╔══
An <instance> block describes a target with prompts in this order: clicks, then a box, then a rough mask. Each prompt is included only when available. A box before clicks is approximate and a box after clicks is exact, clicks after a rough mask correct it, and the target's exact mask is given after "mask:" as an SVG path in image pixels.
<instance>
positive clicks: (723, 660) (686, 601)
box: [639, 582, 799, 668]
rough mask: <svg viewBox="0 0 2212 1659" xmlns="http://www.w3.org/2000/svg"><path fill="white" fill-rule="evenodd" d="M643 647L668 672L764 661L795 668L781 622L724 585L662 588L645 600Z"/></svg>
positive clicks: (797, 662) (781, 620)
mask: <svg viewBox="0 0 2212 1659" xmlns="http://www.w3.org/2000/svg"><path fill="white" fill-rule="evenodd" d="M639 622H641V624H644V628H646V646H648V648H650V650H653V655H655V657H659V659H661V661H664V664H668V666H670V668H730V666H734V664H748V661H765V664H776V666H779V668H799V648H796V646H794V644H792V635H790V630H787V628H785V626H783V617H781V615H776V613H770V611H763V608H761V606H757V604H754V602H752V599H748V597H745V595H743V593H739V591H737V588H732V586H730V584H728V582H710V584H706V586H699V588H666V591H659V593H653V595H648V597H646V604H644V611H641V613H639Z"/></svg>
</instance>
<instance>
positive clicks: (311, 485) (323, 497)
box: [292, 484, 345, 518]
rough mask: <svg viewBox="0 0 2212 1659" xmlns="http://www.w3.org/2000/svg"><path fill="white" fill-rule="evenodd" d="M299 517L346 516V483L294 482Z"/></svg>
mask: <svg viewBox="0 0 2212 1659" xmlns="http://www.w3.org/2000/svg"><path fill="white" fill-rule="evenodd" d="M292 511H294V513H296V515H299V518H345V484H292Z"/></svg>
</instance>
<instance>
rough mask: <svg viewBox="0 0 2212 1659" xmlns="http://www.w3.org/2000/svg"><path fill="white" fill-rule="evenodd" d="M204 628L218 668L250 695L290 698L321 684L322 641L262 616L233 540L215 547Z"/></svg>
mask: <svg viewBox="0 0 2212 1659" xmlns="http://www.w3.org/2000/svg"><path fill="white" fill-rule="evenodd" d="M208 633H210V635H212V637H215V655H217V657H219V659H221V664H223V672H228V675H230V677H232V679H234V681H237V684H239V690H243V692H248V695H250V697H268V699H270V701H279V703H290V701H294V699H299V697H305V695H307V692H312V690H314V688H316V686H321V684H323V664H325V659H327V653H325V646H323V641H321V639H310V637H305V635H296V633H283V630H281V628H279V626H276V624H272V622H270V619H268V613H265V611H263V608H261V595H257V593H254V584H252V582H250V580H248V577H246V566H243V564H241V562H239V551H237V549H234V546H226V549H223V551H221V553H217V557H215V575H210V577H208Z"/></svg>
╚══
**ASSIGNED TASK**
Transcribe each line of the data exactly, skipping none.

**TASK RESPONSE**
An <instance> block describes a target with prompts in this order: clicks, then a box, then a rough mask. Each prompt is included only when available. A box before clicks is approximate and a box after clicks is exact, clicks after a rough mask correct it, and the target's exact mask is given after "mask:" as an SVG path in image pixels.
<instance>
positive clicks: (723, 660) (686, 601)
box: [639, 582, 799, 668]
rough mask: <svg viewBox="0 0 2212 1659" xmlns="http://www.w3.org/2000/svg"><path fill="white" fill-rule="evenodd" d="M643 647L668 672L764 661L795 668L781 622L724 585L662 588L645 600Z"/></svg>
positive clicks: (797, 662) (781, 620)
mask: <svg viewBox="0 0 2212 1659" xmlns="http://www.w3.org/2000/svg"><path fill="white" fill-rule="evenodd" d="M639 622H641V624H644V628H646V646H648V648H650V650H653V655H655V657H659V659H661V661H664V664H668V666H670V668H730V666H734V664H748V661H765V664H776V666H779V668H799V648H796V646H794V644H792V635H790V630H787V628H785V626H783V617H781V615H776V613H770V611H763V608H761V606H757V604H754V602H752V599H748V597H745V595H743V593H739V591H737V588H732V586H730V584H728V582H710V584H706V586H699V588H666V591H659V593H653V595H648V597H646V604H644V611H641V613H639Z"/></svg>
</instance>
<instance>
positive clicks: (311, 485) (323, 497)
box: [292, 484, 345, 518]
rough mask: <svg viewBox="0 0 2212 1659" xmlns="http://www.w3.org/2000/svg"><path fill="white" fill-rule="evenodd" d="M299 517L346 516V483L294 482Z"/></svg>
mask: <svg viewBox="0 0 2212 1659" xmlns="http://www.w3.org/2000/svg"><path fill="white" fill-rule="evenodd" d="M292 511H294V513H296V515H299V518H345V484H292Z"/></svg>
</instance>
<instance>
rough mask: <svg viewBox="0 0 2212 1659" xmlns="http://www.w3.org/2000/svg"><path fill="white" fill-rule="evenodd" d="M204 628L218 668L250 695L290 698L321 684L322 641L262 616L233 540L215 547Z"/></svg>
mask: <svg viewBox="0 0 2212 1659" xmlns="http://www.w3.org/2000/svg"><path fill="white" fill-rule="evenodd" d="M208 633H210V635H212V637H215V655H217V657H219V659H221V664H223V672H228V675H230V677H232V679H234V681H237V684H239V690H243V692H248V695H250V697H268V699H270V701H279V703H290V701H294V699H299V697H305V695H307V692H312V690H314V688H316V686H321V684H323V664H325V659H327V653H325V646H323V641H321V639H310V637H305V635H296V633H283V630H281V628H279V626H276V624H272V622H270V619H268V613H265V611H263V608H261V595H257V593H254V584H252V582H250V580H248V577H246V566H243V564H241V562H239V551H237V549H234V546H226V549H223V551H221V553H217V557H215V575H210V577H208Z"/></svg>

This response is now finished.